- **ITEMS**
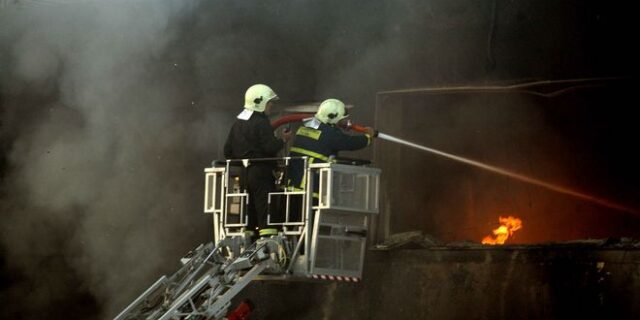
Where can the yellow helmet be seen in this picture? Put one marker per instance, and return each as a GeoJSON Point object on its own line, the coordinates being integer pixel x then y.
{"type": "Point", "coordinates": [331, 111]}
{"type": "Point", "coordinates": [257, 96]}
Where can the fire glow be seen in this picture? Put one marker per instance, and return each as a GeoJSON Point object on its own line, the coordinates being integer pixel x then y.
{"type": "Point", "coordinates": [507, 227]}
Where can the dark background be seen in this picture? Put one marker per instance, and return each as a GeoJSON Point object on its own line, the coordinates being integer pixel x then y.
{"type": "Point", "coordinates": [110, 110]}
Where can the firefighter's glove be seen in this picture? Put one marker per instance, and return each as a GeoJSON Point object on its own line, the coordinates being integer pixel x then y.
{"type": "Point", "coordinates": [371, 132]}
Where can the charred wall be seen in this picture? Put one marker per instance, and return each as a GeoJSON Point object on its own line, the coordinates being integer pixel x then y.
{"type": "Point", "coordinates": [545, 282]}
{"type": "Point", "coordinates": [577, 135]}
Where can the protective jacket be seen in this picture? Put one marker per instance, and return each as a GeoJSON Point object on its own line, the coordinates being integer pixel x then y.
{"type": "Point", "coordinates": [319, 142]}
{"type": "Point", "coordinates": [252, 137]}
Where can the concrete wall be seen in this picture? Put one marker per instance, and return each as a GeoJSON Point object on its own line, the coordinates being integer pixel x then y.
{"type": "Point", "coordinates": [552, 282]}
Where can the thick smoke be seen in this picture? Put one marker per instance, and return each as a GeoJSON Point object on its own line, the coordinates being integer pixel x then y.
{"type": "Point", "coordinates": [101, 177]}
{"type": "Point", "coordinates": [110, 110]}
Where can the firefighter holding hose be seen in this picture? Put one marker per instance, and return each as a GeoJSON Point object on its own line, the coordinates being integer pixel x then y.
{"type": "Point", "coordinates": [321, 138]}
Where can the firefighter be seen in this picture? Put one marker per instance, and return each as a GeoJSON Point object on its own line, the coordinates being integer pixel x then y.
{"type": "Point", "coordinates": [251, 137]}
{"type": "Point", "coordinates": [320, 139]}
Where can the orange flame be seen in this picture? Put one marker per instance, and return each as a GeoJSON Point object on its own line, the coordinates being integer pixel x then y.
{"type": "Point", "coordinates": [506, 229]}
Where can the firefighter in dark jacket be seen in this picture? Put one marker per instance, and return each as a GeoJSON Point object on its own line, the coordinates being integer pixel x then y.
{"type": "Point", "coordinates": [252, 137]}
{"type": "Point", "coordinates": [320, 138]}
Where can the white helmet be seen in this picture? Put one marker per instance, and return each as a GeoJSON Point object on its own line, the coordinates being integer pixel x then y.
{"type": "Point", "coordinates": [331, 111]}
{"type": "Point", "coordinates": [257, 96]}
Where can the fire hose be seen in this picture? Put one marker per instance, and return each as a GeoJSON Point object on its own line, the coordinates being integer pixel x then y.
{"type": "Point", "coordinates": [478, 164]}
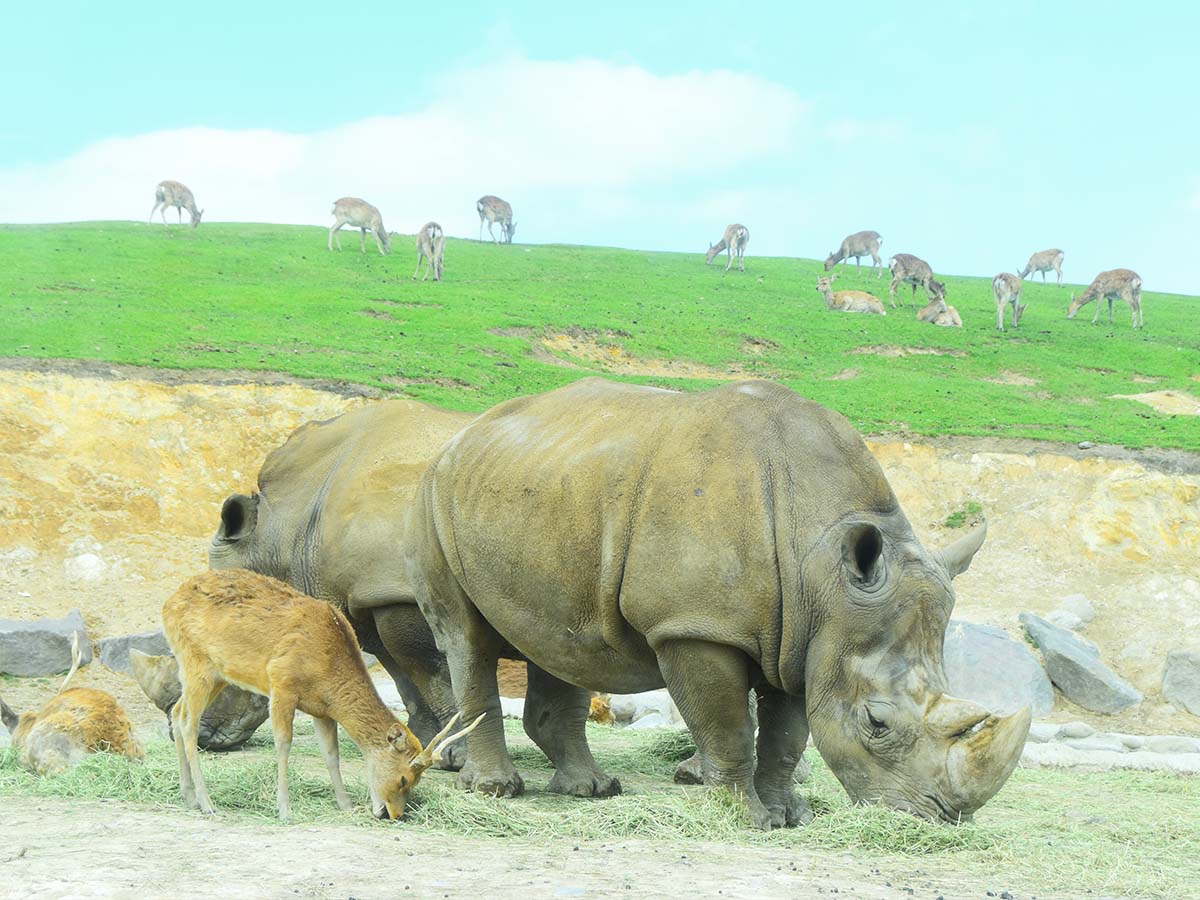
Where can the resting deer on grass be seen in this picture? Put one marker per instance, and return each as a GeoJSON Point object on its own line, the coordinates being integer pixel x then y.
{"type": "Point", "coordinates": [361, 215]}
{"type": "Point", "coordinates": [173, 193]}
{"type": "Point", "coordinates": [732, 243]}
{"type": "Point", "coordinates": [1111, 286]}
{"type": "Point", "coordinates": [491, 210]}
{"type": "Point", "coordinates": [431, 244]}
{"type": "Point", "coordinates": [849, 300]}
{"type": "Point", "coordinates": [861, 244]}
{"type": "Point", "coordinates": [1044, 262]}
{"type": "Point", "coordinates": [237, 627]}
{"type": "Point", "coordinates": [915, 270]}
{"type": "Point", "coordinates": [1006, 288]}
{"type": "Point", "coordinates": [78, 721]}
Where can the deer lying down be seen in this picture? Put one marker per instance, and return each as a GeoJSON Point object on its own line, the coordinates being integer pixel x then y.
{"type": "Point", "coordinates": [78, 721]}
{"type": "Point", "coordinates": [237, 627]}
{"type": "Point", "coordinates": [849, 300]}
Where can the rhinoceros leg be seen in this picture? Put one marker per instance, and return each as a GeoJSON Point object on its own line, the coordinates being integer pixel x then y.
{"type": "Point", "coordinates": [709, 684]}
{"type": "Point", "coordinates": [783, 733]}
{"type": "Point", "coordinates": [555, 717]}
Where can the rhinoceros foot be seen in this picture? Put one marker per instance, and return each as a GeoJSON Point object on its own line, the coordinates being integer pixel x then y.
{"type": "Point", "coordinates": [690, 771]}
{"type": "Point", "coordinates": [583, 783]}
{"type": "Point", "coordinates": [495, 781]}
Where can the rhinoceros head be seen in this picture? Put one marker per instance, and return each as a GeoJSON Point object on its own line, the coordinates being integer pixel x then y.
{"type": "Point", "coordinates": [875, 685]}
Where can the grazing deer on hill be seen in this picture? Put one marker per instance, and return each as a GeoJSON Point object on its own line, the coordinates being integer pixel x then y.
{"type": "Point", "coordinates": [431, 244]}
{"type": "Point", "coordinates": [915, 270]}
{"type": "Point", "coordinates": [237, 627]}
{"type": "Point", "coordinates": [78, 721]}
{"type": "Point", "coordinates": [861, 244]}
{"type": "Point", "coordinates": [173, 193]}
{"type": "Point", "coordinates": [1044, 262]}
{"type": "Point", "coordinates": [732, 243]}
{"type": "Point", "coordinates": [491, 210]}
{"type": "Point", "coordinates": [849, 300]}
{"type": "Point", "coordinates": [1111, 286]}
{"type": "Point", "coordinates": [361, 215]}
{"type": "Point", "coordinates": [939, 313]}
{"type": "Point", "coordinates": [1006, 288]}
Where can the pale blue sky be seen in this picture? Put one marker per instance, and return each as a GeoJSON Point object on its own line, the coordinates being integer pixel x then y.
{"type": "Point", "coordinates": [969, 136]}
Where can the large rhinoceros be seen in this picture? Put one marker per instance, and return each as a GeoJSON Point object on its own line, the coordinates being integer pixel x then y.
{"type": "Point", "coordinates": [327, 520]}
{"type": "Point", "coordinates": [623, 538]}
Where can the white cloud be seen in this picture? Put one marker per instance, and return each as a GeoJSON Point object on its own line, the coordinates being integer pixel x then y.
{"type": "Point", "coordinates": [519, 129]}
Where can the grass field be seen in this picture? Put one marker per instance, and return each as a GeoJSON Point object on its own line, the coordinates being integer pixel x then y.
{"type": "Point", "coordinates": [271, 298]}
{"type": "Point", "coordinates": [1048, 833]}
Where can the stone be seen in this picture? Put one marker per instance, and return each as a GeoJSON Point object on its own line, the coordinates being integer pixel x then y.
{"type": "Point", "coordinates": [1075, 730]}
{"type": "Point", "coordinates": [983, 664]}
{"type": "Point", "coordinates": [42, 647]}
{"type": "Point", "coordinates": [1181, 681]}
{"type": "Point", "coordinates": [114, 652]}
{"type": "Point", "coordinates": [1075, 669]}
{"type": "Point", "coordinates": [1080, 605]}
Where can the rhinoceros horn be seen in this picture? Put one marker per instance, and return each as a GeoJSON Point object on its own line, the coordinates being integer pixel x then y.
{"type": "Point", "coordinates": [983, 748]}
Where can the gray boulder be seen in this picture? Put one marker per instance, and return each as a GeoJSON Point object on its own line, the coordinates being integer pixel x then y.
{"type": "Point", "coordinates": [42, 647]}
{"type": "Point", "coordinates": [1181, 679]}
{"type": "Point", "coordinates": [114, 652]}
{"type": "Point", "coordinates": [1074, 666]}
{"type": "Point", "coordinates": [983, 664]}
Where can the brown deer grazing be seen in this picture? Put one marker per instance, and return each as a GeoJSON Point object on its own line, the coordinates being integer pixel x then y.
{"type": "Point", "coordinates": [939, 313]}
{"type": "Point", "coordinates": [915, 270]}
{"type": "Point", "coordinates": [1111, 286]}
{"type": "Point", "coordinates": [237, 627]}
{"type": "Point", "coordinates": [733, 241]}
{"type": "Point", "coordinates": [491, 210]}
{"type": "Point", "coordinates": [78, 721]}
{"type": "Point", "coordinates": [361, 215]}
{"type": "Point", "coordinates": [861, 244]}
{"type": "Point", "coordinates": [431, 244]}
{"type": "Point", "coordinates": [1044, 262]}
{"type": "Point", "coordinates": [849, 300]}
{"type": "Point", "coordinates": [1006, 288]}
{"type": "Point", "coordinates": [173, 193]}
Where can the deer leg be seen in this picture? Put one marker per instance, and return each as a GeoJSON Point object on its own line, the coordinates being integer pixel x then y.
{"type": "Point", "coordinates": [327, 736]}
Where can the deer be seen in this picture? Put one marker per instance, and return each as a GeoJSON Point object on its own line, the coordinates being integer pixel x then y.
{"type": "Point", "coordinates": [939, 313]}
{"type": "Point", "coordinates": [915, 270]}
{"type": "Point", "coordinates": [1044, 262]}
{"type": "Point", "coordinates": [1111, 286]}
{"type": "Point", "coordinates": [849, 300]}
{"type": "Point", "coordinates": [237, 627]}
{"type": "Point", "coordinates": [173, 193]}
{"type": "Point", "coordinates": [76, 723]}
{"type": "Point", "coordinates": [361, 215]}
{"type": "Point", "coordinates": [491, 210]}
{"type": "Point", "coordinates": [1006, 288]}
{"type": "Point", "coordinates": [861, 244]}
{"type": "Point", "coordinates": [431, 244]}
{"type": "Point", "coordinates": [732, 243]}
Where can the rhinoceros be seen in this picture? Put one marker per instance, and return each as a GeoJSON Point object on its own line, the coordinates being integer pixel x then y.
{"type": "Point", "coordinates": [625, 538]}
{"type": "Point", "coordinates": [327, 520]}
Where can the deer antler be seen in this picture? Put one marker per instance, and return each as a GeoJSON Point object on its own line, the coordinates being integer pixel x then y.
{"type": "Point", "coordinates": [432, 754]}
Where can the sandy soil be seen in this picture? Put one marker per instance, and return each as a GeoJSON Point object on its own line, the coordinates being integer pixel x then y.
{"type": "Point", "coordinates": [112, 479]}
{"type": "Point", "coordinates": [54, 850]}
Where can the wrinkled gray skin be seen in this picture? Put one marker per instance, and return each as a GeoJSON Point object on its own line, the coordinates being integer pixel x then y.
{"type": "Point", "coordinates": [327, 520]}
{"type": "Point", "coordinates": [623, 538]}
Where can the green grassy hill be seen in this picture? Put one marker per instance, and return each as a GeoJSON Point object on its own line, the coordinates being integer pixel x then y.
{"type": "Point", "coordinates": [517, 319]}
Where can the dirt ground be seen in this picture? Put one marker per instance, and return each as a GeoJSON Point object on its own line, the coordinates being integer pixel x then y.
{"type": "Point", "coordinates": [112, 480]}
{"type": "Point", "coordinates": [54, 850]}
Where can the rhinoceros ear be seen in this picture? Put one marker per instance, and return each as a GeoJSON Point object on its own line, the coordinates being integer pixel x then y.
{"type": "Point", "coordinates": [239, 515]}
{"type": "Point", "coordinates": [957, 558]}
{"type": "Point", "coordinates": [862, 549]}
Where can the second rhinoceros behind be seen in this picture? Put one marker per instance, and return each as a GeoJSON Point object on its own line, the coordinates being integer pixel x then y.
{"type": "Point", "coordinates": [624, 538]}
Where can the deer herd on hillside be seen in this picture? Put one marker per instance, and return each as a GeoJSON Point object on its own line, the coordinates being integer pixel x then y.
{"type": "Point", "coordinates": [905, 268]}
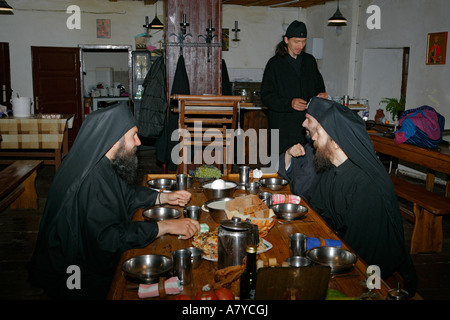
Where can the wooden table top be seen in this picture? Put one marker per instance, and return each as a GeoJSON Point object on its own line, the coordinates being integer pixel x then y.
{"type": "Point", "coordinates": [313, 226]}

- **WRITTEN EXERCISE**
Set down exactly and only the lines from the line that contains "Where can the rhinoceros ear" through the last line of the entries above, with both of those lines included and the pictures left out.

- **OUTPUT**
Where can the rhinoceros ear be seen in this picture? Put one marker per instance, and return each as a GeoJSON Point object on its own line, the coordinates being integer pixel x then y.
{"type": "Point", "coordinates": [239, 515]}
{"type": "Point", "coordinates": [957, 558]}
{"type": "Point", "coordinates": [862, 549]}
Where can the second rhinoceros behind be seen in this picture? Put one marker per instance, and return each as a GeoJSON Point object on its own line, the coordinates being integer pixel x then y.
{"type": "Point", "coordinates": [624, 538]}
Where can the deer herd on hillside be seen in this picture? Put one marker per instance, and return each as a GeoJSON Point object on its own line, the coordinates being integer pixel x then y.
{"type": "Point", "coordinates": [905, 268]}
Where can the wooden table top be seen in this picture? Put one marker per instance, and return each as a GeoJSON Point object on its own line, the coordinates being integer pixel x then y.
{"type": "Point", "coordinates": [313, 226]}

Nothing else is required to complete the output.